* [Your goal]
Render the lines of the items below as a Markdown table, from the line containing "Place a pin on every instance of the dark" through the last line of the items. Use the columns Row and Line, and leave out any blank lines.

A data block
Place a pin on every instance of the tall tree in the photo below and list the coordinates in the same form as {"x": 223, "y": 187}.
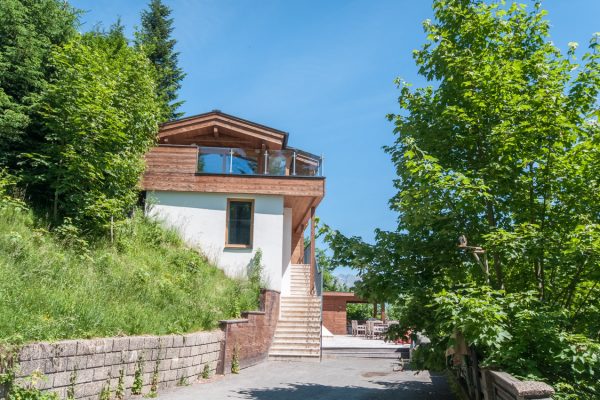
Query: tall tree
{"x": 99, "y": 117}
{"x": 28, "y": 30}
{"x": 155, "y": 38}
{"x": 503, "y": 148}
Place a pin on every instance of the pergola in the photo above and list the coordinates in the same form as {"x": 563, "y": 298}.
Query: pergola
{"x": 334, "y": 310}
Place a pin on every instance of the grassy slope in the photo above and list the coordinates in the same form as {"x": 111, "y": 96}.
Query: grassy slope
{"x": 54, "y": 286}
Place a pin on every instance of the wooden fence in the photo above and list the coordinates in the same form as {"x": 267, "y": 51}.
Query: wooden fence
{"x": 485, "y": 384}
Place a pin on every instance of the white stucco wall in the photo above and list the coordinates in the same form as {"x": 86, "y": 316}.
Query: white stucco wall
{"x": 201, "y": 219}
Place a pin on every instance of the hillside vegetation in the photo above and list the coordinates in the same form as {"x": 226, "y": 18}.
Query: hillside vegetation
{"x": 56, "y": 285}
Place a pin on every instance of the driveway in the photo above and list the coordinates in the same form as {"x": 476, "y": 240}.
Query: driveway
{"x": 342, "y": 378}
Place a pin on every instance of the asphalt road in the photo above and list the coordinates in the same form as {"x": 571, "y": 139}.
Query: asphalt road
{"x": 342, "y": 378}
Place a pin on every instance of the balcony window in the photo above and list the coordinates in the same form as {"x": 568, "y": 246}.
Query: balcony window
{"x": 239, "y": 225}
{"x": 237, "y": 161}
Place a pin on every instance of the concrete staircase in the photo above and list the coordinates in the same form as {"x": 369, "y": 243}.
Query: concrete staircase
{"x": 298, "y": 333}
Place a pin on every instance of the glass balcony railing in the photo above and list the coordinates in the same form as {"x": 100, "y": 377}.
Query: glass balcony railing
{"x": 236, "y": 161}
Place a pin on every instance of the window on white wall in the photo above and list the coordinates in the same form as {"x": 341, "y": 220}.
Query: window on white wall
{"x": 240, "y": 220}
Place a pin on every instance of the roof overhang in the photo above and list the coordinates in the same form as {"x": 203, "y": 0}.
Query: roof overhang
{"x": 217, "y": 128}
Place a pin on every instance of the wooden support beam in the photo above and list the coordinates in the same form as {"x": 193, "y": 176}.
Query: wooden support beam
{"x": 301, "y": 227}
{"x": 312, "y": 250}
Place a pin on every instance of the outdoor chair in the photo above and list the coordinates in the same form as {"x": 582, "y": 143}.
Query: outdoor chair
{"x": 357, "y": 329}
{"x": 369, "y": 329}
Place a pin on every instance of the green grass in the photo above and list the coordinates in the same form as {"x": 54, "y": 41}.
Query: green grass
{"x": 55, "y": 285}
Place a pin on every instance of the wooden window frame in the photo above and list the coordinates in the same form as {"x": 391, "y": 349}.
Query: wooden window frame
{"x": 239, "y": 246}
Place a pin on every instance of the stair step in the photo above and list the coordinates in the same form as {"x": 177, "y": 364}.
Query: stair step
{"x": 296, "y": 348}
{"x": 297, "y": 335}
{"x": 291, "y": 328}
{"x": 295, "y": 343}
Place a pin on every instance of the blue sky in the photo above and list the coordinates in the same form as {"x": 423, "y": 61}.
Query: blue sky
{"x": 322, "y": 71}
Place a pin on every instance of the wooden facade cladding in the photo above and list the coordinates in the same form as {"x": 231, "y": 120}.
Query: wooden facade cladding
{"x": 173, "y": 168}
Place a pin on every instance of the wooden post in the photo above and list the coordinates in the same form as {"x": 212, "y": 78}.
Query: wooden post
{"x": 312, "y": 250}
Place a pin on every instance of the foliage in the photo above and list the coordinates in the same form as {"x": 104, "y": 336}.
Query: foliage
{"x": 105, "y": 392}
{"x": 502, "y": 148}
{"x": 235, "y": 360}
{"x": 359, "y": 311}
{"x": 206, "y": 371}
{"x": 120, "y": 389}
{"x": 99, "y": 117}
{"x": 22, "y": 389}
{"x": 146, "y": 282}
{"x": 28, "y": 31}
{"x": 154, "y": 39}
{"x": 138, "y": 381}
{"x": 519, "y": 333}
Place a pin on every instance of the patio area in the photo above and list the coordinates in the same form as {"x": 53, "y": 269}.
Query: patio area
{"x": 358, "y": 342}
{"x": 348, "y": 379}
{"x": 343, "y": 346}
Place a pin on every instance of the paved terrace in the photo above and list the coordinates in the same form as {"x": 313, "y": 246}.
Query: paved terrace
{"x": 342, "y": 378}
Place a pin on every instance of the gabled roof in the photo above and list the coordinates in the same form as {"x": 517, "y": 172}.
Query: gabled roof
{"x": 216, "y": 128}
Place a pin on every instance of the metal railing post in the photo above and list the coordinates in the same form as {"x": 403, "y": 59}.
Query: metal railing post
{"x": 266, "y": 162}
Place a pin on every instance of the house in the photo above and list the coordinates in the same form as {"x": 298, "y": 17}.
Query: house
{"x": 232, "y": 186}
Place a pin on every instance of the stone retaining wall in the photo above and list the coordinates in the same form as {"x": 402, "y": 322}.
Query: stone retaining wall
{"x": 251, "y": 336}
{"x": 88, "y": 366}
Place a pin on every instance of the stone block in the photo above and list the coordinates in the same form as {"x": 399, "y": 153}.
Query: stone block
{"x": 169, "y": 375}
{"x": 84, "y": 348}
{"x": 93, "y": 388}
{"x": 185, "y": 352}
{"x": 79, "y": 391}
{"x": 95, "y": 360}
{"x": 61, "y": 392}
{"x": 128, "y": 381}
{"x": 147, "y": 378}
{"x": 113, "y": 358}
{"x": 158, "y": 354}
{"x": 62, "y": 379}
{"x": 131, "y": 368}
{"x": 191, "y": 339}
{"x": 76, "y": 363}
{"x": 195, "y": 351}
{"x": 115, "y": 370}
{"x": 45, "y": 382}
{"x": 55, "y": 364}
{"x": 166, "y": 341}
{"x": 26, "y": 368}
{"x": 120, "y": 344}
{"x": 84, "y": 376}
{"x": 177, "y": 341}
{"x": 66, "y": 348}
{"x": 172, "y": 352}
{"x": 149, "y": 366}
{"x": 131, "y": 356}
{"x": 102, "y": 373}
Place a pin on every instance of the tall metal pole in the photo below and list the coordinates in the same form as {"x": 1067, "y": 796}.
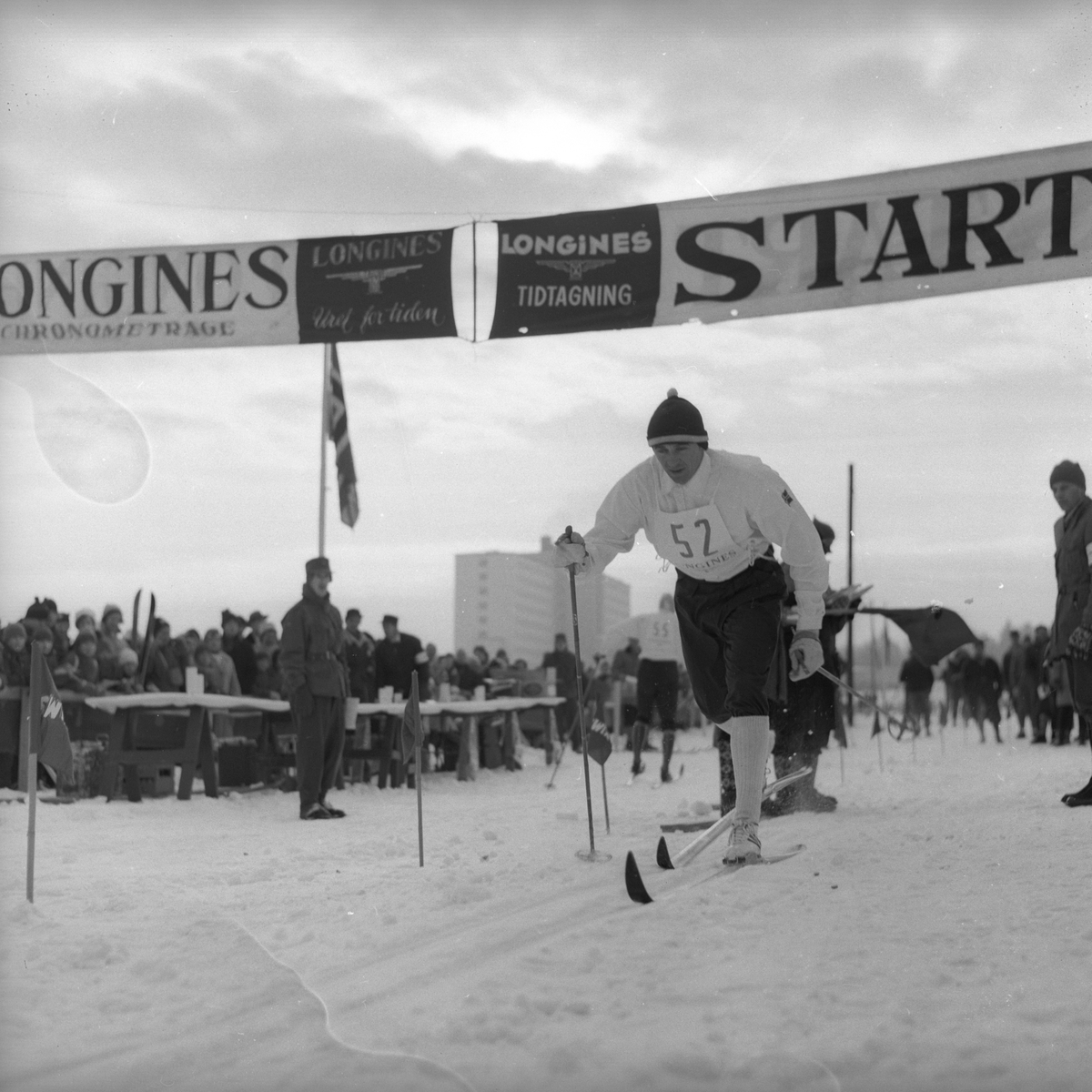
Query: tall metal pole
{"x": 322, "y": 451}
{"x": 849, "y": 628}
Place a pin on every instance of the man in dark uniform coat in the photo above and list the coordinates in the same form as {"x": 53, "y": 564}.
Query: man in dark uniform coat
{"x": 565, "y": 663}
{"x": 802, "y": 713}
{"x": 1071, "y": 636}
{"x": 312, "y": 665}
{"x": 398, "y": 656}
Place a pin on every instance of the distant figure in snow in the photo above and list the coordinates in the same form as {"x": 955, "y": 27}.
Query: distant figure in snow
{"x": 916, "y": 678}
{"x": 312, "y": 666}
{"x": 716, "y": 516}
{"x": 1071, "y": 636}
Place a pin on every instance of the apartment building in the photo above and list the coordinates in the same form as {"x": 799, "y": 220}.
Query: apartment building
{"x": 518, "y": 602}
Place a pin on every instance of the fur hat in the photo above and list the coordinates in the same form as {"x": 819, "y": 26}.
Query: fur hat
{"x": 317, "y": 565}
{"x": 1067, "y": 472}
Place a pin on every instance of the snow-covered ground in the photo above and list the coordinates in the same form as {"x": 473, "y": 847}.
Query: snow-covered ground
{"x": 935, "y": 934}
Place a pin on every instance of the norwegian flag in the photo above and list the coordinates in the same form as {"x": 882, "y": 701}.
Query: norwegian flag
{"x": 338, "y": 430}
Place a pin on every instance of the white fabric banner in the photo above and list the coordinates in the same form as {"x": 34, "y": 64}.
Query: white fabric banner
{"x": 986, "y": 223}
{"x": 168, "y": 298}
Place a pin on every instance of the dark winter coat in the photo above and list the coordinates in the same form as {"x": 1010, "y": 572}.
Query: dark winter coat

* [Written answer]
| Row | Line |
|---|---|
| 1 | Place a pin on every instance of the dark winter coat in the photo above and list the coordinates in the same form as {"x": 1010, "y": 572}. |
| 2 | Query: dark winter coat |